SET PROBLEM
Copy the records below, replacing every "instance" with "occurrence" and leaving all else as it stands. Leave the pictures out.

-*-*-

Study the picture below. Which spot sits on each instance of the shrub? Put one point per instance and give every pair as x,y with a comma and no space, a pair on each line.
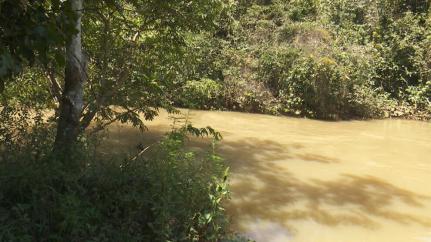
172,196
205,94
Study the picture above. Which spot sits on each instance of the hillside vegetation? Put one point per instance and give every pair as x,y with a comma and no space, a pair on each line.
315,58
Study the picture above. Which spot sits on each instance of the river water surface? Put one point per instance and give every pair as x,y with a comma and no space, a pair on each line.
303,180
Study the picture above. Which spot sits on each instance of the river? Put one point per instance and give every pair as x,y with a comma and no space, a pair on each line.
303,180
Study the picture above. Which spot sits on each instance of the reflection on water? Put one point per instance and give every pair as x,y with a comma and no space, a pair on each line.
311,181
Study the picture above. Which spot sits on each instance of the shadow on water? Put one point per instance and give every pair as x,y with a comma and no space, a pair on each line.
263,190
267,192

-*-*-

TASK RESPONSE
Study the picture below. Which spot sits on each occurrence of the shrub? Put one point per occurrence and give every pair as x,y with a comma and no space, a pair on each line.
172,196
205,94
Study the picture above. Which spot sits on each occurrence of the hillside vegetation? Put one point per occurrence and give every pair as x,y with a comma and no space, a pair on each line.
315,58
Study the picture above. Which spot sits on each occurrence of the river water surface? Put one point per occurrence and give every pair as x,y with a comma and no space, a pair on each line.
303,180
Study the picture above. Which spot sits on each occurrence of the river? Put one point per occurrence and give every pair as x,y with a comma and no space, a pair on each line.
303,180
Study the picture above. Which spot sits on each occurrence of the reflection on water? Put one point per occurrence and give every pair as x,y with a comma and no space, a pair on each line.
311,181
Study the picture above. Which spot sits on each occurrence of the shadow on water? Put one point per occurrence and give every pair as x,y with a comma and no space, a pair on each line.
263,190
267,192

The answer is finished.